__Passage given__:
American then sought a declaratory judgment in the state district court against the Fund and its Trustees, claiming that there was no coverage under the terms of the Policy and Illinois law. The Fund counterclaimed, asserting the same arguments it had asserted in federal court. Both sides moved for summary judgment, which the district court granted in the Fund’s favor. American appeals.

DISCUSSION

The district court found that American incorrectly denied coverage under the Policy and therefore granted summary judgment *594in favor of the Fund. Summary judgment is appropriate when, after reviewing the record in the light most favorable to the non-moving party, no issues of material fact remain. Butler v. Bogdanovich, 101 Nev. 449, 451, 705 P.2d 662, 663 (1985). This court’s review of a summary judgment order is de novo. Tore, Ltd. v. Church, 105 Nev. 183, 185, 772 P.2d 1281, 1282 (1989).

We note that under Illinois law, the court’s primary concern in interpreting an insurance policy is to effectuate the intent of the parties as expressed by the contract. State Farm Fire & Cas. Co. v. Moore, 430 N.E.2d 641, 646 (Ill. App. Ct. 1981). Where the terms of a policy are clear and unambiguous, its plain and obvious import will be given effect. Id. If, however, the policy language is ambiguous, the ambiguity is construed against the insurer and in favor of the insured, since the insurer drafted the policy. Id.

American argues that the district court erred in granting summary judgment in favor of the Fund because the liability was incurred by the Fund, which was not covered under the terms of the Policy; under the Policy, only the Trustees are covered. We first examine whether the Policy insured the Fund and then determine whether the liability was incurred by the Fund.

__Collected material__:
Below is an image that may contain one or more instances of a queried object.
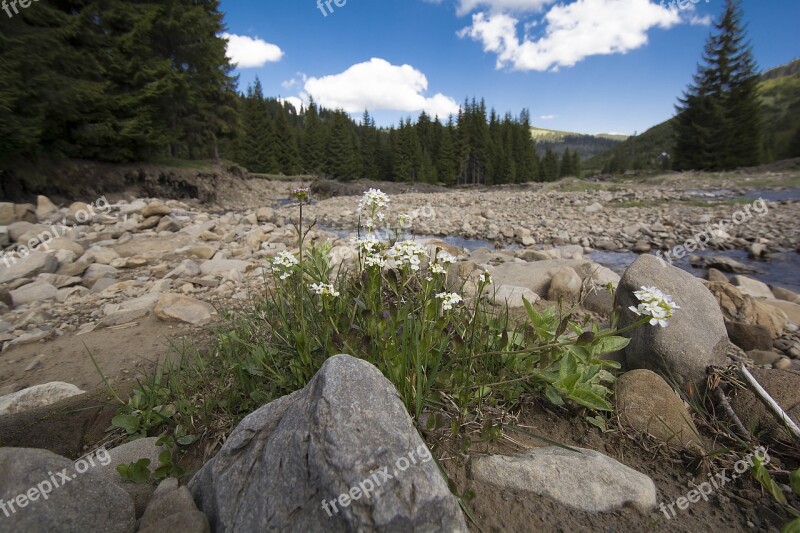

__Instructions__:
A) According to the insurance coverage opinion, how does Illinois law construe ambiguous policy language?
B) Translate this sentence from the insurance coverage opinion into Spanish: "The Fund counterclaimed, asserting the same arguments it had asserted in federal court."

__Task-by-task answers__:
A) It construes the ambiguity against the insurer and in favor of the insured, since the insurer drafted the policy.

B) El Fondo presentó una reconvención, en la que planteó los mismos argumentos que había planteado ante el tribunal federal.